→ **Written instruction**:
Retype all material exactly. Pictures stay out of the copy.

→ **Records provided**:
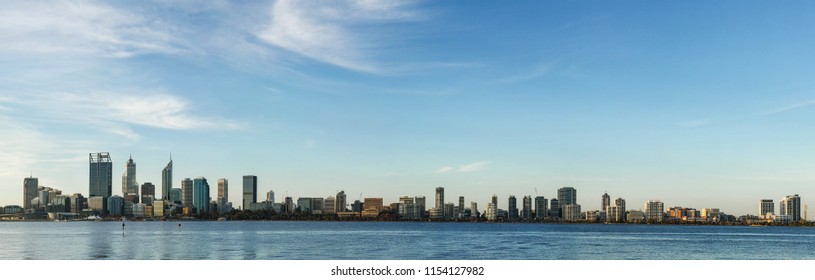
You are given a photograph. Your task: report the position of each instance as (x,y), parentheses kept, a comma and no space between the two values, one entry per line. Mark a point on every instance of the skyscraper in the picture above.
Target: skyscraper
(791,205)
(167,180)
(200,195)
(495,202)
(654,211)
(30,185)
(512,208)
(100,179)
(440,200)
(130,188)
(554,208)
(339,205)
(766,206)
(148,193)
(526,212)
(540,208)
(186,193)
(250,191)
(223,192)
(567,196)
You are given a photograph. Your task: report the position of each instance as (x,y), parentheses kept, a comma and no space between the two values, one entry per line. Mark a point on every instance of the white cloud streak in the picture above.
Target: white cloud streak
(323,30)
(799,105)
(81,27)
(475,166)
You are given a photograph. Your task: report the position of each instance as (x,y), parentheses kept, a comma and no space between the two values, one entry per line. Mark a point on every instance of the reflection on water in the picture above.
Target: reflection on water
(393,240)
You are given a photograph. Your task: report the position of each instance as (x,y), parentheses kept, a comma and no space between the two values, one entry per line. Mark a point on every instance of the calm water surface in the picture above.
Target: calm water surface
(396,240)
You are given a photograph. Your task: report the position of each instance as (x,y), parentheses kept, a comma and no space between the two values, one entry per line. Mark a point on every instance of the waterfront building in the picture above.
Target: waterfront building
(566,196)
(766,208)
(449,210)
(654,211)
(148,193)
(223,195)
(357,206)
(139,210)
(158,208)
(100,179)
(317,205)
(494,201)
(98,203)
(304,204)
(130,187)
(711,214)
(635,216)
(420,207)
(615,214)
(200,195)
(30,185)
(167,180)
(187,193)
(526,212)
(512,208)
(78,203)
(591,216)
(460,213)
(554,208)
(270,196)
(621,203)
(440,200)
(330,205)
(374,203)
(540,208)
(176,196)
(127,208)
(571,212)
(791,206)
(490,214)
(250,190)
(340,205)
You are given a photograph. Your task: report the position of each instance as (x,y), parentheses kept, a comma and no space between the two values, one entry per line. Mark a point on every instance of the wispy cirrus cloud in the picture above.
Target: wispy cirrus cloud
(327,31)
(799,105)
(475,166)
(82,27)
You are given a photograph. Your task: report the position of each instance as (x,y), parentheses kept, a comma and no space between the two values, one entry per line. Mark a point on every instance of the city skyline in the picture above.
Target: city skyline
(697,106)
(198,194)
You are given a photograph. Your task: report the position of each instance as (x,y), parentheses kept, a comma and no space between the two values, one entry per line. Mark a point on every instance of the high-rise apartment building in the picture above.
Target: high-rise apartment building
(167,180)
(100,179)
(186,193)
(30,185)
(512,208)
(495,202)
(223,195)
(250,191)
(148,193)
(130,187)
(571,212)
(526,212)
(654,211)
(554,208)
(791,205)
(200,195)
(567,195)
(341,202)
(765,207)
(540,208)
(440,201)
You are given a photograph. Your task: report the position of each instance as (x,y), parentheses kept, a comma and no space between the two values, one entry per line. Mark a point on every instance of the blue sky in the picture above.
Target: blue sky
(696,104)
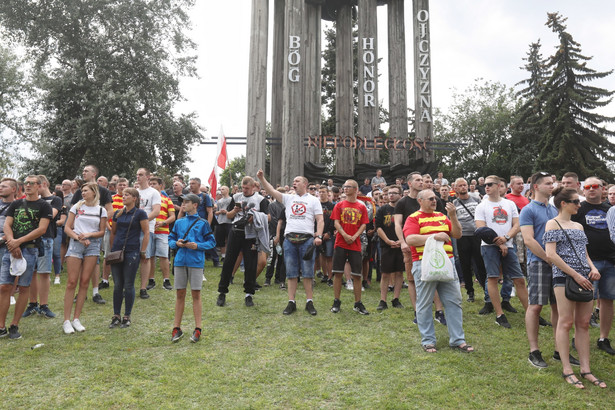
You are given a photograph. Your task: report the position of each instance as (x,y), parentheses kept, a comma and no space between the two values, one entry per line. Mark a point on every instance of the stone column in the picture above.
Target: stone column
(398,103)
(343,88)
(423,123)
(312,85)
(293,152)
(278,79)
(257,87)
(369,121)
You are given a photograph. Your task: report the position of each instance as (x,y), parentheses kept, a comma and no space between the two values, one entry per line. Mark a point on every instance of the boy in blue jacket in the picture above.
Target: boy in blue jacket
(191,237)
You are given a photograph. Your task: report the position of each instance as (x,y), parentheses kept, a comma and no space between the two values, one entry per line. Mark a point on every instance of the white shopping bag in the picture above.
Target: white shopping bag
(436,265)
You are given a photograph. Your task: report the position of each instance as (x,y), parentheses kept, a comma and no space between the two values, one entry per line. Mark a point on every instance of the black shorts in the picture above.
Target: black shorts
(221,234)
(392,260)
(341,256)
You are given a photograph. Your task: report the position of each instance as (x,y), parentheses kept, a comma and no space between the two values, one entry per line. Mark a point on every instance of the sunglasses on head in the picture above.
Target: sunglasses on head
(592,186)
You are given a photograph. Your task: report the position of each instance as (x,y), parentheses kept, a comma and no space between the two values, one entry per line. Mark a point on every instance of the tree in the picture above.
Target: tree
(482,118)
(574,139)
(108,73)
(234,172)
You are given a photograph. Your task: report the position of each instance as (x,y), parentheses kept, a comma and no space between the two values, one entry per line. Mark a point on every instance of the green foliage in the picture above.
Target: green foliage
(574,138)
(481,117)
(234,172)
(108,74)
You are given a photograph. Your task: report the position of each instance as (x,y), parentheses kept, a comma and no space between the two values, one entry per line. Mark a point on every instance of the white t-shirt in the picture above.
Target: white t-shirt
(148,198)
(301,213)
(87,218)
(497,216)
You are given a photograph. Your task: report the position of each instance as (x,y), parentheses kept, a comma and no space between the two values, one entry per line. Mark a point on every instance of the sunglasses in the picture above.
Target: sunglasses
(592,186)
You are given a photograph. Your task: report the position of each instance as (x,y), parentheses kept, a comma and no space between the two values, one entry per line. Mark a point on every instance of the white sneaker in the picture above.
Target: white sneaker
(78,326)
(67,327)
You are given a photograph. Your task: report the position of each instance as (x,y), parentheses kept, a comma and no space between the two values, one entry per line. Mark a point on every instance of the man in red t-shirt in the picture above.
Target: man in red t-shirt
(350,219)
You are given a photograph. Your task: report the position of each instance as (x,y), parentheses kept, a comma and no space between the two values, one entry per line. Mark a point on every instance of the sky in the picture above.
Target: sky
(470,39)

→ **Answer to the problem**:
You are given a photograph. Your task: report the position of each instance as (x,y), parentheses kept, a comma and no space between the two values, one entry per line. Mark a point on every instance of the skyscraper in the picture above.
Target: skyscraper
(791,205)
(167,180)
(200,195)
(495,202)
(654,211)
(30,185)
(512,208)
(100,179)
(440,200)
(130,188)
(554,208)
(339,205)
(766,206)
(148,193)
(526,212)
(540,208)
(186,193)
(250,191)
(223,192)
(567,196)
You are given a photograph. Your task: report the position of each instance as (x,y), parentheses kept, a comma and no space between the two values, one entry per line. Mark a point on every instance of the white cloud streak in the picture above.
Target: white cloud streak
(323,30)
(799,105)
(81,27)
(475,166)
You are given a photograph. Your task: report the position of each instance as (x,y), parentheses kept, a comma and no space between the two values, one entry per line. Mark a point on every instance of the reflection on water in the picture above.
Target: reflection on water
(393,240)
You are given a photograph. Your task: report the position of each instance as (x,y), parentheses kept, a comma and no space between the two values, one entry per line. Mark a point on every instance of the calm water surface in the picture above.
Target: calm water surface
(396,240)
You are given a photograph. Your task: report the position of each instance as (x,y), parentheses kept, a comma and no space between the two values, one entry per line. Mark a point on every instance of the waterfront building in the picture above.
Target: waterfront building
(566,196)
(766,208)
(449,210)
(654,211)
(148,193)
(223,195)
(357,206)
(139,210)
(158,208)
(100,179)
(317,205)
(494,201)
(98,203)
(304,204)
(130,187)
(711,214)
(635,216)
(420,207)
(615,214)
(200,195)
(30,185)
(167,180)
(187,193)
(526,212)
(512,208)
(78,203)
(591,216)
(460,213)
(554,208)
(270,196)
(621,203)
(440,200)
(330,205)
(374,203)
(540,208)
(176,196)
(127,208)
(571,212)
(791,206)
(490,214)
(250,190)
(340,205)
You are given a photograph. Your task: report the position of each instance as (x,y), parentheses kept, a comma and no space between the two values, one entry per line. Mark a point on every instance of the wispy cirrus cloud in the picture above.
Target: wispy cirrus cloud
(327,31)
(799,105)
(475,166)
(82,27)
You are given a photograph. Your task: report the position of each instance as (x,y), parentheses kept, a comma and no space between the two values, one entry per line. Mark a point on every instance of the city skyline in the picture above.
Target: city skyline
(697,106)
(198,194)
You are given a photograph. Your task: report the position of each instance as (x,y), parentheses kept, a comma and no space between the two values, one entry per line. Mark a point on every instance of the high-rise apartment building in the picture above.
Target: high-rise apartment building
(167,180)
(100,179)
(186,193)
(30,185)
(512,208)
(495,202)
(223,195)
(250,191)
(148,193)
(130,187)
(571,212)
(526,212)
(654,211)
(554,208)
(791,205)
(200,195)
(567,195)
(341,202)
(765,207)
(540,208)
(440,201)
You are given a photograph. Your task: report the position of each instance as (x,y), parentheses kept, a comma and no space between the two values, one entry per line. Mark a point on every instance of the blue sky in the picture above.
Target: blue sky
(696,104)
You are given a photograph. Your task: report the position of each instance as (x,y), parentheses kept, a comma and no space between the two values, one entry per line. Mark a point on every instance of the stone column in the picture above.
Target: stone column
(398,103)
(343,88)
(423,123)
(312,85)
(293,152)
(278,79)
(257,87)
(369,121)
You are given a photograph. Your task: report the position of each instance as (x,y), parentheses kept, a comma and no space between the two values, one entry per line. Mark a point on every instance of the boy in blue jacket in the picture above.
Target: boy in blue jacket
(191,237)
You are given a photograph. Your task: report the position of each instance as (x,y), parentheses kept, a comma and no space between the two values, one entry per line. Mark a point on every instance of the white shopping bag in the picture above.
Target: white shopping bag
(436,265)
You are given a photograph. Your task: report the position of each instance as (x,y), parentheses kept, a comma and no space between the two values, one entry per line. Mark a point on every instance of the black shorts in the picture above.
Target: black shorts
(221,234)
(392,260)
(341,256)
You are given a photograph. Your task: report the position of each instance as (x,y), parentheses kept, a comma and no space between the two values, one entry per line. Mark a point on every instance of the sunglasses on head in the picture above.
Target: sunglasses on head
(592,186)
You are given a photograph. Your task: report the position of each instance as (x,y), parentheses kept, a comma and no space between the two values, one entry per line. Mark a point on every instance of the tree in the picture above.
Target: tree
(482,118)
(574,139)
(108,73)
(234,172)
You are given a photograph. Your task: report the position of each instance as (x,y), parentheses kept, a comma and no space between the two values, one entry per line. Mark a point on every instance of the green foliage in the picture above.
Target: green foliage
(574,138)
(481,117)
(234,172)
(108,74)
You are given a photograph. Your task: report the position of each instance as (x,y), parentheses kept, a comma and no space between the two values, one entry per line. Mark a point on every instance of the white t-shirt in the picture above.
Target: white t-shirt
(148,198)
(301,213)
(87,218)
(497,216)
You are given a photograph. Your task: report the position of each instance as (x,y), parentheses kept, a comma and no space between the two values, one entry per line. Mark a point on every instance of the sunglasses in the picture above.
Target: sunglasses
(592,186)
You are given a photograph. Your task: report the position of each instance as (x,y), parentheses kept, a comma and no space between the two values, one entry per line. Mark a point on every instance of the white sneaker in the picture above.
Target: white sneaker
(78,326)
(67,327)
You are given a photograph. Your task: report the position of each instance as (x,y), parentheses kept, a comma and no space between the two values, one entry per line. Mark a point on every instance of the man in red t-shirt in the picture above.
Target: man in red t-shirt
(350,219)
You are given a photograph. Your task: report the position of each instance as (x,y), parentheses kept, a comma and no space between the two values, one entry per line. Mark a point on every instance of the sky in the picture above.
Target: sky
(470,39)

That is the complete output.